Rewrite the records below with "formatted like this sample" replaced by "in the format of this sample" throughout, changing nothing else, and leave the pictures out of your answer.

=== Working data ===

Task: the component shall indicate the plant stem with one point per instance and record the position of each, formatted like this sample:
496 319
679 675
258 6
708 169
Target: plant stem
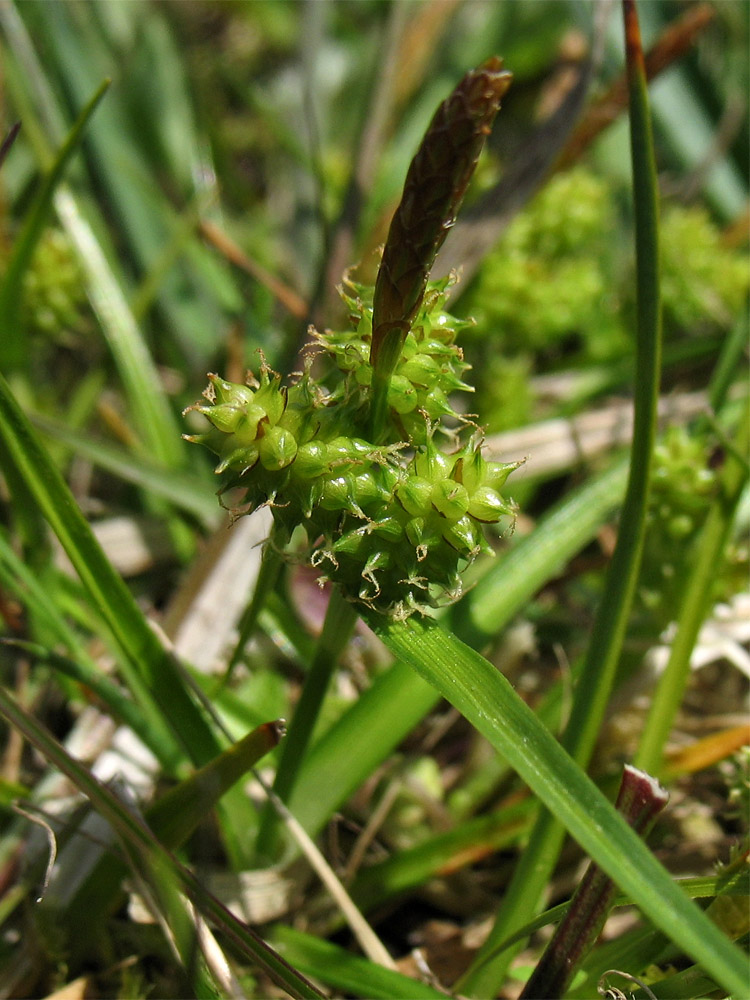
532 873
487 700
696 604
640 800
340 620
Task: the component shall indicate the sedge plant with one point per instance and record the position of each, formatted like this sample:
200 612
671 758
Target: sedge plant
376 476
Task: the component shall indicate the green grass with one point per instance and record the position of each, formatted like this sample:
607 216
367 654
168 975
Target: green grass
438 766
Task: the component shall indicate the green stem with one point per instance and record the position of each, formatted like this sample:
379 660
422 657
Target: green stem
639 801
340 620
271 563
696 604
531 875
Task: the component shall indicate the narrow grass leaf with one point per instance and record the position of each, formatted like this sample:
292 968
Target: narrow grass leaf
345 972
150 672
398 699
13 347
141 840
489 702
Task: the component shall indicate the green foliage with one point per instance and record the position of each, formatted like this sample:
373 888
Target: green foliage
289 127
704 281
53 303
547 279
392 523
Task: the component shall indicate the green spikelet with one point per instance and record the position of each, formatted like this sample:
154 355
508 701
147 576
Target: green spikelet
390 518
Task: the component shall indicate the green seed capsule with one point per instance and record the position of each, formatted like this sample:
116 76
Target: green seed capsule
421 370
450 499
233 393
436 404
352 543
241 459
433 464
488 506
365 491
415 530
277 448
311 460
497 472
271 397
415 495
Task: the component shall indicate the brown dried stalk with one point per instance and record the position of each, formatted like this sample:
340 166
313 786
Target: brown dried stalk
434 188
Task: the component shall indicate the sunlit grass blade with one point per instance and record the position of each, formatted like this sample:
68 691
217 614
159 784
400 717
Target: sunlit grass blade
150 672
13 348
398 699
442 854
140 840
605 646
696 604
184 490
173 818
340 620
110 694
487 700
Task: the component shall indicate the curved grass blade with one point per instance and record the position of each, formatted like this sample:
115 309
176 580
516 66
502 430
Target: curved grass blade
183 490
398 699
141 842
345 972
487 700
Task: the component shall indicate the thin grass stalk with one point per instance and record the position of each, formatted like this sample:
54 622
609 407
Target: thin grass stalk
271 563
640 800
532 873
341 617
487 700
14 348
147 667
696 605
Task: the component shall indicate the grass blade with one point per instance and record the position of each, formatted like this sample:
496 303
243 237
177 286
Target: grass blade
151 674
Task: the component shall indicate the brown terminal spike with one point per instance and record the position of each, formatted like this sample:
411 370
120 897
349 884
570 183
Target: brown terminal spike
433 191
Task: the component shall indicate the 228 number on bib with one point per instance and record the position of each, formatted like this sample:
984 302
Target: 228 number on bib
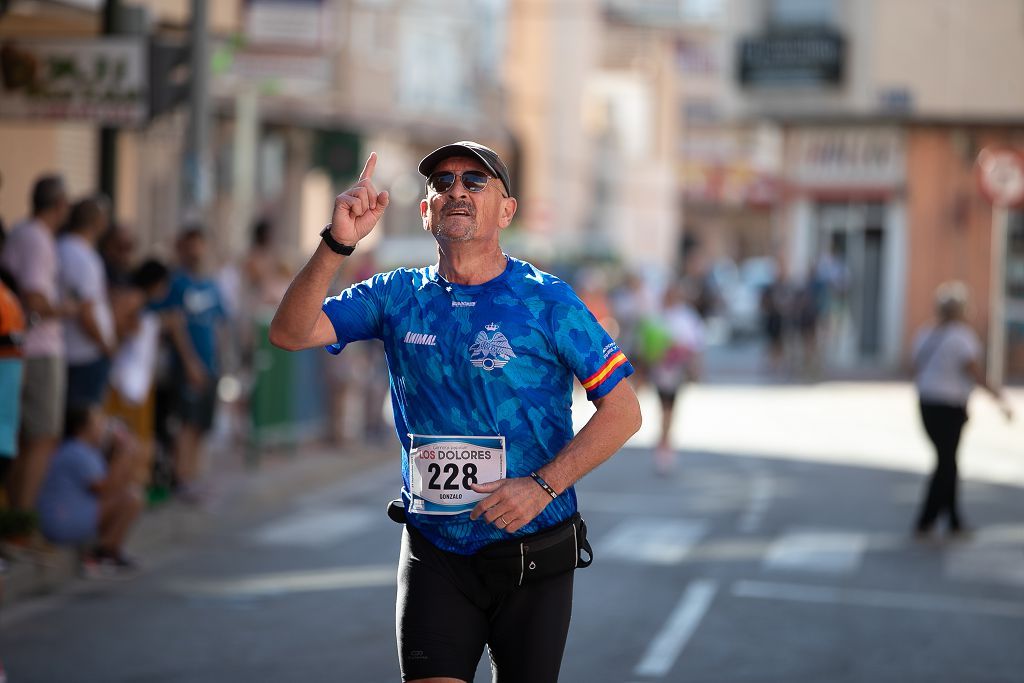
468 472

===

Full output –
Task: the component shall indicate the plant stem with one point per instance and record the position of each, in the format of this sample:
496 319
679 675
258 6
708 169
Target: plant stem
532 873
487 700
696 604
640 800
340 620
Task: the component shall indicate the sedge plant with one point per instance and record the position of each, in the format of this sample:
200 612
671 758
Target: sedge plant
376 476
Task: the component shall indicate the green grass with one point per instance and record the position of each, in the format of this sample:
607 216
367 654
168 975
Target: green grass
438 766
Task: the component shall indicate the green stem with one point per instance and record the position of each, in the format of this sample:
379 660
422 657
Target: green stem
639 801
340 620
271 563
696 604
531 875
Task: the component shall indicate the narrow grass leaf with one point per instance and record the position of each, in the format of this sample:
292 968
Target: narrow grass leaf
345 972
150 672
398 699
13 347
141 840
489 702
Task: the component shall indicate the green foliage with one point per instance and record the position of each, in the format of this sample:
373 888
Target: green foliage
289 127
704 281
53 303
547 279
392 523
Task: the component shall indicate the green spikelet with one point per instance and record the position of each, in the format of this sample:
154 355
508 701
147 576
Target: green spikelet
390 518
Task: the component shall indicate the green seed capsule with one point per instance and record the position of each, in the format of this sample:
116 76
Target: green seed capsule
421 370
450 499
233 393
436 404
352 543
241 459
433 464
488 506
365 491
415 530
277 448
311 460
497 472
271 397
415 495
Task: the component shall indicate the brown dried stalk with one point per instance and record the position of each, in the format of this sample:
340 166
313 786
Target: brown dried stalk
434 188
Task: the component shall indicate the sunlit grass blade with one point per instance and record the position of each, in the format of this sample:
68 691
217 614
159 784
400 717
Target: sunlit grass blade
150 672
13 348
398 699
442 854
140 840
605 646
696 604
184 490
173 818
340 620
110 694
487 700
Task: the component shall indicate the curved grass blade with one point per instance and record the position of each, in the format of this sample:
115 309
176 580
516 66
502 430
Target: curved grass blade
183 490
398 699
141 842
345 972
487 700
Task: the component shall indicate the thin grass stalk with one point per instance and record the position of each, in the format of this sample:
54 622
609 407
Target: thin grass stalk
271 563
640 800
532 873
341 617
487 700
14 348
147 667
696 605
Task: the component shall indicate the grass blade with one point per instance and record the position of each, in the format of this sample:
496 303
243 237
177 286
Target: grass blade
151 674
Task: the component shall indicate the brown terminal spike with one point per instance and record the position of each, in the format of this sample:
411 370
120 897
349 884
570 183
Target: brown terminal spike
433 191
Task: the component shall indicate the 228 number on bib with one point per instance and record the position of each, in the format of this sample:
984 302
Target: 228 number on bib
468 472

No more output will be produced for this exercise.